__Work instructions__. Rewrite every line of the items below as one numbered list, leaving out blank lines.

__Material for this exercise__.
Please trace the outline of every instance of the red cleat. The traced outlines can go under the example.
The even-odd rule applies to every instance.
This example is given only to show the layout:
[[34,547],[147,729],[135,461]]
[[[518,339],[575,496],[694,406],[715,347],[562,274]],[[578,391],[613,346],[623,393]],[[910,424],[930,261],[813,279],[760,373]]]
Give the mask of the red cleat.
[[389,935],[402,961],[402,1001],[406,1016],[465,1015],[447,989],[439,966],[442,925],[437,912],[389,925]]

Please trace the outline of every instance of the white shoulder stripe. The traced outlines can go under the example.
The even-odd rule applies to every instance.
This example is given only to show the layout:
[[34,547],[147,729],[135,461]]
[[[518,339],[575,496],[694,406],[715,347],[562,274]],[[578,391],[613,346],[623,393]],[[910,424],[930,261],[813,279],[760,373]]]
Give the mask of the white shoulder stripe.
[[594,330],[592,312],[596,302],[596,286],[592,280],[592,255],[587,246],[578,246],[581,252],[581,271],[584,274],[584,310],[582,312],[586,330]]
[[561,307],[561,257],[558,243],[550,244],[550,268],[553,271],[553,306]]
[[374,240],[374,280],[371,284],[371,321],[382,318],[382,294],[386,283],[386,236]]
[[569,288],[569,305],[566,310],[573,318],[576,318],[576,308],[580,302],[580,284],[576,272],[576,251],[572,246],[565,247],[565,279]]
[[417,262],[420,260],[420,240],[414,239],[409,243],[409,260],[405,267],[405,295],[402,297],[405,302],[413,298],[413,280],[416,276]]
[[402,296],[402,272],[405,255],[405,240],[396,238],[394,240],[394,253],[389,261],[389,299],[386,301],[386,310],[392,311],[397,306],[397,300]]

__Response to the exercise__.
1. Please trace the outline of every instance of the red cleat. The traced outlines can go under the example.
2. The even-odd rule applies to every instance.
3. This example is given only to show the layout:
4. [[34,547],[147,729],[135,461]]
5. [[[518,339],[575,496],[694,406],[715,347],[562,274]],[[578,391],[613,346],[623,393]],[[910,424],[930,261],[813,279],[760,373]]]
6. Give the mask of the red cleat.
7. [[389,935],[402,961],[402,1001],[406,1016],[465,1015],[447,989],[439,966],[442,925],[437,912],[389,925]]
8. Please trace the outline of every instance of the white shoulder stripe. The traced outlines can go under the example.
9. The even-odd rule applies to every instance.
10. This example is given only to show the layout:
11. [[34,547],[147,729],[135,461]]
12. [[[518,339],[575,496],[694,406],[715,347],[562,274]],[[578,391],[613,346],[623,393]],[[910,424],[930,261],[813,279],[760,373]]]
13. Give the mask of the white shoulder stripe.
14. [[594,330],[592,312],[596,302],[596,286],[592,280],[592,255],[587,246],[578,246],[581,252],[581,271],[584,274],[584,310],[582,312],[586,330]]
15. [[561,307],[561,257],[558,243],[550,244],[550,268],[553,271],[553,306]]
16. [[374,240],[374,280],[371,284],[371,321],[382,318],[382,294],[386,283],[386,236]]
17. [[569,288],[569,305],[566,310],[573,318],[576,318],[576,308],[580,302],[580,284],[576,272],[576,251],[572,246],[565,247],[565,279]]
18. [[417,262],[420,260],[420,240],[414,239],[409,243],[409,260],[405,267],[405,295],[402,297],[405,302],[413,298],[413,280],[416,276]]
19. [[402,296],[402,272],[405,255],[405,240],[396,238],[394,240],[394,253],[389,261],[389,299],[386,301],[386,310],[392,311],[397,306],[397,300]]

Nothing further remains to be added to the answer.